Entries taken from a collection
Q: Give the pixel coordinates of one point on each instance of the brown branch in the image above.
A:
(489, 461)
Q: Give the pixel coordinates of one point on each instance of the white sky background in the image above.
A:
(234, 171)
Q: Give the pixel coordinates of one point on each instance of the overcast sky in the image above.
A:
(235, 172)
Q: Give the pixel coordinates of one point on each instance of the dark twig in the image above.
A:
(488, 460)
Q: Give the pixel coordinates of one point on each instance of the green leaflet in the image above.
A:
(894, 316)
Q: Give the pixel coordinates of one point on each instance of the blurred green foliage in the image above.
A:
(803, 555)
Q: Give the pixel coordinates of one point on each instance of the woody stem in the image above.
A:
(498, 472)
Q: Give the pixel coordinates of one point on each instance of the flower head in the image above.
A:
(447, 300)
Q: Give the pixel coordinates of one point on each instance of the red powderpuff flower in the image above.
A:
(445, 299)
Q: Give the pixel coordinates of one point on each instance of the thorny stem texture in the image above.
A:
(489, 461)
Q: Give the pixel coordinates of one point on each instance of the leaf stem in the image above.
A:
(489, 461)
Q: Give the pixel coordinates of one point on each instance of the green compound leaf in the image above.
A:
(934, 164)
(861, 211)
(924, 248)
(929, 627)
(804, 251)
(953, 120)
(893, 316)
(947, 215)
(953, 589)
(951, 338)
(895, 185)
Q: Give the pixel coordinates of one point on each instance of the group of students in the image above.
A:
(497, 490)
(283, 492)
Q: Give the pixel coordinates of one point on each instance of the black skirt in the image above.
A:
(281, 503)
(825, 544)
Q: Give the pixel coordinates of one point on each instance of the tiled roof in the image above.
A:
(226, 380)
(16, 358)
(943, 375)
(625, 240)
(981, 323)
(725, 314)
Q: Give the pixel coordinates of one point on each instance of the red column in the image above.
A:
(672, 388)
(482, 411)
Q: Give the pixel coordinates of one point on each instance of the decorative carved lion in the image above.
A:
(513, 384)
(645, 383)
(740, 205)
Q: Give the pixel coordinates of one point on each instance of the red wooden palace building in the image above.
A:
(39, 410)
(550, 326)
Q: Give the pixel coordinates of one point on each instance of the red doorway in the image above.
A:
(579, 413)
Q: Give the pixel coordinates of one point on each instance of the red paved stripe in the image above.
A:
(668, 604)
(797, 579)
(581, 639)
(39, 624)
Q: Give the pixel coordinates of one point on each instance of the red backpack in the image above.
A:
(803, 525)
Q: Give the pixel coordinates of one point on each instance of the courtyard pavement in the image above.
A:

HOW TO COMPLETE THIS TASK
Write out each line above that contains the word "flower".

FINISHED TASK
Q: Give the pixel coordinates of one point on each instance of the flower head in the image above.
Q: Give the pixel coordinates of one point on each instance of the red powderpuff flower in the image above.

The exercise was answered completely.